## Problem
After reading the data below, copy out every line that contains the word "instance".

____________

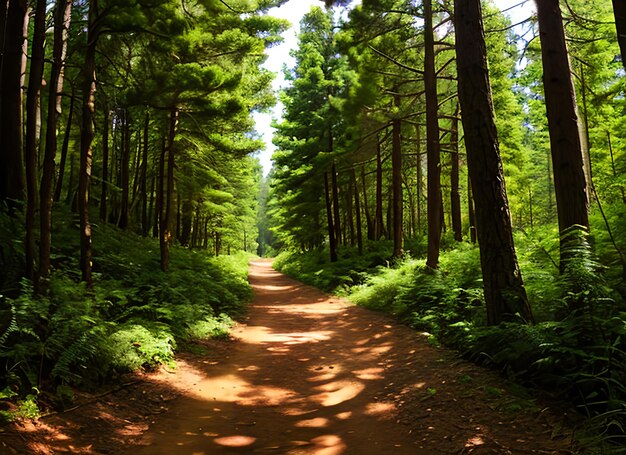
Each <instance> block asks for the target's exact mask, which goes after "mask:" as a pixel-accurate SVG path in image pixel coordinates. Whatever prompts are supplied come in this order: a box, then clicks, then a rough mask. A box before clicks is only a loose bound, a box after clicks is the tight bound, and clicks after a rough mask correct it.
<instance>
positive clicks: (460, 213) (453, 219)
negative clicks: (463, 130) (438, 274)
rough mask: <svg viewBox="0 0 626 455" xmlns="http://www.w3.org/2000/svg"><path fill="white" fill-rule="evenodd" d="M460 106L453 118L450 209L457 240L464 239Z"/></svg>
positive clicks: (461, 240)
mask: <svg viewBox="0 0 626 455" xmlns="http://www.w3.org/2000/svg"><path fill="white" fill-rule="evenodd" d="M458 117H459V106H458V104H457V107H456V110H455V112H454V118H453V120H452V134H451V135H450V142H451V144H452V153H451V154H450V159H451V161H452V163H451V164H452V166H451V170H450V210H451V212H452V231H453V232H454V239H455V240H456V241H457V242H460V241H462V240H463V228H462V226H461V193H460V192H459V118H458Z"/></svg>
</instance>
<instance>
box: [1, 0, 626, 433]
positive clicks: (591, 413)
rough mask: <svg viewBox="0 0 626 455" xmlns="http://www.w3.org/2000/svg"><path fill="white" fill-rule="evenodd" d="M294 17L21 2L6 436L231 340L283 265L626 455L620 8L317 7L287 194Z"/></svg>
mask: <svg viewBox="0 0 626 455" xmlns="http://www.w3.org/2000/svg"><path fill="white" fill-rule="evenodd" d="M281 3H284V2H283V1H281V0H258V1H257V0H234V1H226V2H225V1H221V0H215V1H213V0H204V1H199V2H176V1H169V0H150V1H143V0H139V1H132V2H128V1H118V0H88V1H71V0H58V1H56V2H54V3H52V2H46V1H45V0H36V1H35V0H33V1H30V2H29V1H26V0H7V1H3V2H1V4H0V37H1V38H0V39H1V42H0V47H1V48H2V51H3V52H2V61H1V64H0V82H1V83H0V90H1V92H0V118H1V121H0V154H1V157H2V167H1V168H0V173H1V175H0V204H1V208H0V232H1V233H0V294H1V296H0V346H1V349H0V365H1V368H0V390H1V392H0V399H3V400H5V401H6V406H4V405H3V406H4V407H3V409H1V410H0V412H1V413H2V415H4V416H7V417H8V418H12V417H14V416H30V415H35V414H36V413H37V412H38V410H37V403H38V402H39V403H40V405H41V403H45V404H46V405H51V406H58V407H63V406H65V405H67V404H68V403H70V402H71V400H72V394H73V392H72V390H73V389H72V388H73V387H76V386H80V387H83V388H94V387H98V386H99V385H101V384H103V383H105V382H107V381H111V380H114V379H115V378H116V377H118V376H119V375H120V374H122V373H124V372H126V371H131V370H133V369H136V368H140V367H150V366H154V365H157V364H159V363H163V362H165V363H167V362H170V361H172V359H173V353H174V350H175V349H176V348H177V346H178V347H180V345H181V344H183V345H184V344H185V343H187V342H189V341H190V340H193V339H195V338H202V337H207V336H221V335H224V334H226V333H227V332H228V328H229V326H230V325H231V324H232V318H236V317H237V316H238V315H241V314H242V311H243V309H244V306H245V302H246V301H247V299H248V298H249V296H250V289H249V286H248V284H247V282H246V262H247V260H248V258H249V257H250V256H249V255H250V254H251V253H258V254H261V255H266V256H272V255H275V254H277V253H280V254H279V255H278V257H277V260H276V261H275V266H276V267H278V268H280V269H282V270H283V271H285V272H287V273H289V274H291V275H294V276H297V277H298V278H299V279H301V280H303V281H306V282H309V283H311V284H314V285H316V286H318V287H321V288H324V289H327V290H334V291H335V292H339V293H342V294H343V295H346V296H348V297H349V298H350V299H351V300H353V301H355V302H356V303H358V304H362V305H365V306H368V307H370V308H374V309H377V310H382V311H386V312H389V313H392V314H393V315H395V316H396V317H398V318H400V319H401V320H403V321H404V322H406V323H407V324H408V325H410V326H412V327H415V328H416V329H419V330H421V331H427V332H429V333H430V334H431V337H432V342H433V343H443V344H446V345H449V346H452V347H454V348H456V349H458V350H460V351H461V352H462V353H463V355H465V356H467V357H469V358H472V359H473V360H475V361H476V362H479V363H483V364H487V365H490V366H492V367H494V368H497V369H500V370H501V371H502V372H503V373H505V374H507V375H509V376H511V377H515V378H516V379H517V380H518V381H520V382H522V383H524V384H527V385H531V386H534V387H539V388H541V389H544V390H546V391H549V392H551V393H552V394H555V395H557V396H559V397H560V398H563V399H565V400H568V401H570V402H572V403H573V404H574V405H575V406H577V407H578V409H579V410H580V411H581V412H582V413H583V414H585V415H587V417H589V418H590V420H589V421H590V423H591V426H593V427H594V428H596V430H597V431H596V433H598V434H601V435H602V436H603V437H604V438H607V439H610V438H614V439H619V437H620V436H622V435H623V433H624V430H623V425H624V424H625V423H626V386H625V384H626V345H625V343H626V341H624V335H626V308H625V306H624V295H625V292H626V289H625V288H624V277H625V275H626V268H625V267H626V259H625V258H624V248H625V247H626V245H625V243H624V238H625V237H624V232H625V231H626V219H625V215H626V213H625V207H626V193H625V185H626V181H625V178H624V170H625V169H624V168H625V166H626V162H625V160H626V155H625V151H624V149H625V147H626V137H625V134H626V133H625V132H626V125H625V124H624V122H625V117H626V116H625V110H624V108H625V105H624V103H625V98H624V89H625V87H624V83H625V81H626V77H625V76H626V72H625V66H624V61H625V60H624V58H623V54H624V52H626V11H624V6H623V5H622V2H620V1H618V0H614V1H613V5H611V4H609V2H600V1H586V2H583V1H579V0H568V1H563V2H559V1H558V0H545V1H541V2H538V3H537V5H536V6H537V8H536V13H533V15H532V17H529V18H528V19H527V20H524V21H523V22H521V23H519V24H512V23H511V21H510V20H509V19H508V18H507V16H506V15H505V14H503V12H502V11H500V10H499V9H498V8H496V7H495V5H494V4H493V3H492V2H490V1H483V2H480V1H478V0H471V1H470V0H456V1H454V2H453V1H447V0H446V1H434V2H429V1H425V2H407V1H393V0H377V1H373V0H371V1H363V2H362V4H361V5H358V6H355V7H353V8H352V9H351V10H350V12H349V14H344V16H343V17H344V19H341V20H340V19H338V15H337V14H336V12H333V9H331V8H330V7H331V6H333V5H332V3H333V2H327V5H326V6H327V8H326V9H323V8H321V7H320V8H313V9H312V10H311V11H310V12H309V13H308V14H307V15H305V17H304V19H303V20H302V23H301V28H300V30H301V31H300V34H299V47H298V49H296V50H295V51H294V53H293V56H294V57H295V60H296V64H295V66H294V67H293V68H285V74H286V78H287V80H288V81H289V82H290V86H289V87H288V88H286V89H285V90H283V91H282V92H281V93H280V94H279V99H280V101H281V102H282V104H283V114H282V118H281V119H278V120H277V121H276V122H275V128H276V130H277V131H276V134H275V138H274V143H275V145H276V146H277V151H276V152H275V154H274V156H273V160H274V167H273V169H272V171H271V173H270V175H269V176H268V177H267V178H263V176H262V171H261V168H260V165H259V163H258V160H257V159H256V158H255V157H254V153H255V152H258V151H259V150H260V149H262V148H263V145H262V142H261V140H260V139H259V136H258V134H257V133H256V132H255V130H254V123H253V121H252V120H251V113H252V112H255V111H263V110H267V109H269V108H270V107H271V106H273V105H274V104H275V103H276V101H277V97H276V94H275V93H273V92H272V90H271V81H272V79H273V77H274V75H273V74H272V73H271V72H269V71H268V70H265V69H263V67H262V64H263V62H264V60H265V58H266V56H265V54H264V51H265V49H267V48H268V47H270V46H272V45H273V44H275V43H278V42H279V41H280V40H281V37H280V34H281V33H282V32H283V31H285V30H286V28H287V27H288V25H289V24H287V23H286V22H285V21H283V20H280V19H276V18H273V17H271V16H268V15H267V14H266V13H267V11H268V10H269V9H270V8H271V7H273V6H278V5H280V4H281ZM336 3H338V4H337V5H334V6H338V7H341V6H345V5H343V4H344V3H346V2H336ZM521 3H527V4H528V5H529V8H528V10H529V11H531V8H530V2H521ZM512 6H514V5H512ZM7 400H9V401H7Z"/></svg>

____________

## Exercise result
Each <instance> block asks for the target's exact mask, which goes after "mask:" as a pixel-accurate SVG path in image pixel coordinates. Whatever prompts are supplied come in this order: a box, then clicks, then a rough mask. A box before clicks is only a loose bound, a box after clicks is the tight bound, and clicks after a rough mask correct it.
<instance>
</instance>
<instance>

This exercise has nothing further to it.